TASK REQUIREMENTS: Count the lines in the records below that contain the string "brown", treating uppercase and lowercase as different. Reply with the number alone.

Recorded data:
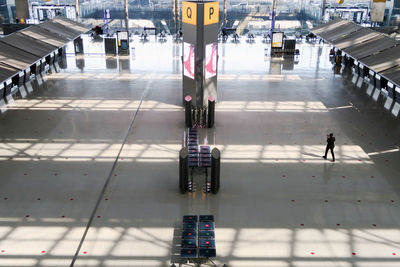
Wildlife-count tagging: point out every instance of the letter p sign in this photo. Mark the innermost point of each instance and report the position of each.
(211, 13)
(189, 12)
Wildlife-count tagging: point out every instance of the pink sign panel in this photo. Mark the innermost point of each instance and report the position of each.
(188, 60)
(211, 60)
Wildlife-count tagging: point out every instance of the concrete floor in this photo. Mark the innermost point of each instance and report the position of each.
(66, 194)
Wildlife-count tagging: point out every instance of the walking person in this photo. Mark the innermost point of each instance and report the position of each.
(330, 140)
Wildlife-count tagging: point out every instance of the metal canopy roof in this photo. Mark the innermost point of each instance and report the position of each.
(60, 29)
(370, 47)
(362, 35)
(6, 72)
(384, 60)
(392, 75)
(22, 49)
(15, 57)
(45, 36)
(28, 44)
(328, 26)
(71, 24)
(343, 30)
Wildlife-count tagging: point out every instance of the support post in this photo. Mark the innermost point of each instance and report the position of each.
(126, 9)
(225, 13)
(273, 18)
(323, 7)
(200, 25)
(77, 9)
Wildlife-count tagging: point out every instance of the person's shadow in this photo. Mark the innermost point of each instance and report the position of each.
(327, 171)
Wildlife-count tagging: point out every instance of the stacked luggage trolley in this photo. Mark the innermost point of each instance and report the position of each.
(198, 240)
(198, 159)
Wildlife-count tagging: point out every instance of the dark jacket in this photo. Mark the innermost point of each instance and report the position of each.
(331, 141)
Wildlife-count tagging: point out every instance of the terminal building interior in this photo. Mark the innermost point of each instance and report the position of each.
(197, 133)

* * *

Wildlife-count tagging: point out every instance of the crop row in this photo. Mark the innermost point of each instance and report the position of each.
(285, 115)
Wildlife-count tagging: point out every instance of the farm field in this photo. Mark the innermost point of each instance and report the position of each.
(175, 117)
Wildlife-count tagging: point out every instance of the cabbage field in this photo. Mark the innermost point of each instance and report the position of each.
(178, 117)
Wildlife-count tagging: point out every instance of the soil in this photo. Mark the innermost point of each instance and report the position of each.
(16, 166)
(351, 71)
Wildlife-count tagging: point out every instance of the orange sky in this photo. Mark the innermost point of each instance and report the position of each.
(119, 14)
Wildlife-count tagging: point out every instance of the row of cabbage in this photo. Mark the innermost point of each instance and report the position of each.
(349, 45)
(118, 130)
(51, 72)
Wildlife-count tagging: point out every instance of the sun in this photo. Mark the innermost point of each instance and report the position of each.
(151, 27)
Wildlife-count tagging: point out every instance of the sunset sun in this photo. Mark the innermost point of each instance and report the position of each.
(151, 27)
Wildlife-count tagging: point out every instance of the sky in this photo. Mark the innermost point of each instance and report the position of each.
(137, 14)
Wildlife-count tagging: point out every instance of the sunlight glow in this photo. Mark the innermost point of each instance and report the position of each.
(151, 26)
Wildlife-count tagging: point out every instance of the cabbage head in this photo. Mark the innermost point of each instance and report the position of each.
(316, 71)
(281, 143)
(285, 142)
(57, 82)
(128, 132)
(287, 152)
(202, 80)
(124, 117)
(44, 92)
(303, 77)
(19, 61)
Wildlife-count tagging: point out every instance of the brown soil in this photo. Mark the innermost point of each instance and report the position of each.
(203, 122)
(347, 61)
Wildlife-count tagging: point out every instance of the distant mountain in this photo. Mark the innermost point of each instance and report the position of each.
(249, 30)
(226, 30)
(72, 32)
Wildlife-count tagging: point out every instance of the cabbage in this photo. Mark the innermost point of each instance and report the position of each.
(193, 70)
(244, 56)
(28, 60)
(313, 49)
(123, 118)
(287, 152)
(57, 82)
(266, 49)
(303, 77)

--

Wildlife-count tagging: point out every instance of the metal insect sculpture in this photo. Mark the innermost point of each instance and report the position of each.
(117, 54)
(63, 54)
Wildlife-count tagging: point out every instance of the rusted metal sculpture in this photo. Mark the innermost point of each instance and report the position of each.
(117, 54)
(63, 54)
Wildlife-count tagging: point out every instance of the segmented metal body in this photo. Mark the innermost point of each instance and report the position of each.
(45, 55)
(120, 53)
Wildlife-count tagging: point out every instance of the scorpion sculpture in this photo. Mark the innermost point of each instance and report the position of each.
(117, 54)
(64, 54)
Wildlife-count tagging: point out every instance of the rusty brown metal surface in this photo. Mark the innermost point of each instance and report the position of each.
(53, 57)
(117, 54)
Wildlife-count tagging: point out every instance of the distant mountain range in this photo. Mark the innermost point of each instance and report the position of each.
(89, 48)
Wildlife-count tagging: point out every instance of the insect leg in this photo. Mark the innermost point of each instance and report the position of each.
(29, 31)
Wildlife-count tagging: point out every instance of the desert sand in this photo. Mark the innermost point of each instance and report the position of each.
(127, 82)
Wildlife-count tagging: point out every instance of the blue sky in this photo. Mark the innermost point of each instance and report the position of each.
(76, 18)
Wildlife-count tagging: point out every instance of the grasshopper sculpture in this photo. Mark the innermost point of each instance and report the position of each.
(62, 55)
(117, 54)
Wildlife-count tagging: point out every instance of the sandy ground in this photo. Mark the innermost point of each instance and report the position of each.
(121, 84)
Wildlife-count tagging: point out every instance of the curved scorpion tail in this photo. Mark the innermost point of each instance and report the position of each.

SOLUTION FOR THIS PROBLEM: 2